GOAL OF THE EXERCISE:
Rewrite the items below from the line with "Task: identify the lizard front" to the line with "Task: identify the gray", changing "lizard" to "reptile" and leaving everything else as it is.

DATASET ROWS:
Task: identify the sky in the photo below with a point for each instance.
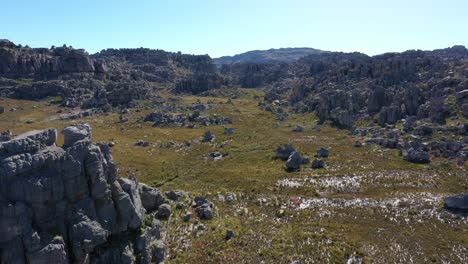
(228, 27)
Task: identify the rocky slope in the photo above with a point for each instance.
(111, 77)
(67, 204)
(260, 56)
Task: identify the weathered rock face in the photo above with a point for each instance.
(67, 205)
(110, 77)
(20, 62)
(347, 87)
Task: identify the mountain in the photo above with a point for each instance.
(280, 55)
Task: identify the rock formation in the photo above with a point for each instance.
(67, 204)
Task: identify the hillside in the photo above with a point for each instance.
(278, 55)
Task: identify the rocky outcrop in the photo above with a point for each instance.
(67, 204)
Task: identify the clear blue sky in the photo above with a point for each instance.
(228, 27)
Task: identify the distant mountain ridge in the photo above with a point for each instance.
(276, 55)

---

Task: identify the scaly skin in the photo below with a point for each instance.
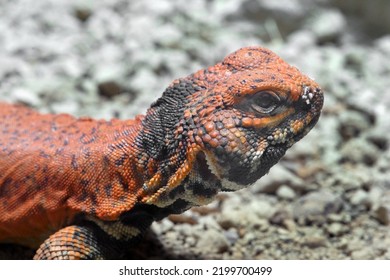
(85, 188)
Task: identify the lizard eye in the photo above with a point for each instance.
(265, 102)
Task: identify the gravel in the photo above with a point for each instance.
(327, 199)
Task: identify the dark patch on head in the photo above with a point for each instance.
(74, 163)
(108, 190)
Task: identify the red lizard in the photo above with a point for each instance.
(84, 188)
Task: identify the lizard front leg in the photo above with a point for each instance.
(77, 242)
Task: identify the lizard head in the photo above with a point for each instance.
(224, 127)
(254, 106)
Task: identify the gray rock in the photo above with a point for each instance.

SOLUTION TO THE PROBLEM:
Task: identify the reptile front leg in the photo above with a point for each instance.
(77, 242)
Task: identify the reptile head in the photo above with a point for each instance.
(224, 127)
(254, 106)
Task: identify the gray rock in the photo above with a point for each instance.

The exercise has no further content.